* _EXERCISE TASK_:
Copy out exactly each line from the line with "Pressing-analysis tagging request: spot the man wearing" through the last line of the material below.

* _DATASET ENTRIES_:
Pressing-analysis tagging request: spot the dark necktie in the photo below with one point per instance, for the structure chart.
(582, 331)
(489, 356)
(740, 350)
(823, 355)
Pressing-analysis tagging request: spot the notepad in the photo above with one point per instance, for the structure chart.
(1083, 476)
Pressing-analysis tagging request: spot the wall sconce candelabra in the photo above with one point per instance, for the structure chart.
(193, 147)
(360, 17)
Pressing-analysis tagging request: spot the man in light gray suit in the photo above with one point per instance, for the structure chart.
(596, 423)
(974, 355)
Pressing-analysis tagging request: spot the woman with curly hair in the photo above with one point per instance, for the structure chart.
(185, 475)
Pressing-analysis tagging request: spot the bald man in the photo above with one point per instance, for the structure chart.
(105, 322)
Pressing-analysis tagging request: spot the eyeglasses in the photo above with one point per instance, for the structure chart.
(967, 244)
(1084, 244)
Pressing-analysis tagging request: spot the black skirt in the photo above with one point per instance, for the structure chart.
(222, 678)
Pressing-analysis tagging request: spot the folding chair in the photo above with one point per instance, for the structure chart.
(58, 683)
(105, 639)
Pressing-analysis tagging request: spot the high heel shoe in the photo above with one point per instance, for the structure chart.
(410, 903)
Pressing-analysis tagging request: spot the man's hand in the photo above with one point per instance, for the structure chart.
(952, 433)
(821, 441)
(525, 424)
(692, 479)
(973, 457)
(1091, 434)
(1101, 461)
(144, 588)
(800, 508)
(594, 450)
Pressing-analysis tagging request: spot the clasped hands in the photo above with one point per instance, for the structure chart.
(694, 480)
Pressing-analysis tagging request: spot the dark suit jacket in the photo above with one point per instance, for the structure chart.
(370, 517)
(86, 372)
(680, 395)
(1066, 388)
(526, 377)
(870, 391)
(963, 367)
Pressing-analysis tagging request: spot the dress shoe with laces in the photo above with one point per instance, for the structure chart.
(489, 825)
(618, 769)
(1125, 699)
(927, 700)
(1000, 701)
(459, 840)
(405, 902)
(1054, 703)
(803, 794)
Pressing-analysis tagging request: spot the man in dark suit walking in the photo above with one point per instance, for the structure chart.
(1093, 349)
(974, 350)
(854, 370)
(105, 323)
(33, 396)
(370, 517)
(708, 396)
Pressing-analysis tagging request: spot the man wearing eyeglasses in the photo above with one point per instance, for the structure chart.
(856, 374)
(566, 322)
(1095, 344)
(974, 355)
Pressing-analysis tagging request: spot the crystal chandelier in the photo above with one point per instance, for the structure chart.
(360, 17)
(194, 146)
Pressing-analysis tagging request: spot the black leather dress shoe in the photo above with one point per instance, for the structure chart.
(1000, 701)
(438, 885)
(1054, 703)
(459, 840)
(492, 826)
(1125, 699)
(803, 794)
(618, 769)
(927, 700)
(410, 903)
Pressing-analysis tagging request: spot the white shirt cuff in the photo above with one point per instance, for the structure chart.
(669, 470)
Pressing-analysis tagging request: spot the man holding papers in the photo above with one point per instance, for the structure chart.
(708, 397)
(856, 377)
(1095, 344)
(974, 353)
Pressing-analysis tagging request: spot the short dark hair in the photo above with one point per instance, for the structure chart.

* _RIGHT ANSWER_:
Pressing-analysis tagging request: spot the man wearing eyeglasses in the photo above with one point per instance, for the structure chart.
(856, 374)
(566, 322)
(1095, 344)
(974, 355)
Pressing-analysis tagging request: spot the crystal chandelier in the photo above with one point per instance, for the structure chart.
(360, 17)
(194, 146)
Pressing-analysis tagging request: spot the black leather dress shoe in the photo above with one point per instance, for the structure chart.
(1000, 701)
(438, 885)
(1054, 703)
(459, 840)
(492, 826)
(1125, 699)
(803, 794)
(618, 769)
(927, 700)
(410, 903)
Pressing-analysis tagging request: spot the white shirt cuff in the photo above with one point per instance, for the structure chart.
(669, 470)
Pressing-analysis tagging request: spot the man holding papers in the photo above with one point per instance, for the structure chart.
(708, 397)
(856, 377)
(1095, 344)
(974, 353)
Pressing-analysis tagging request: spot the short dark hair in the photo above with one point per instance, for the structure chart.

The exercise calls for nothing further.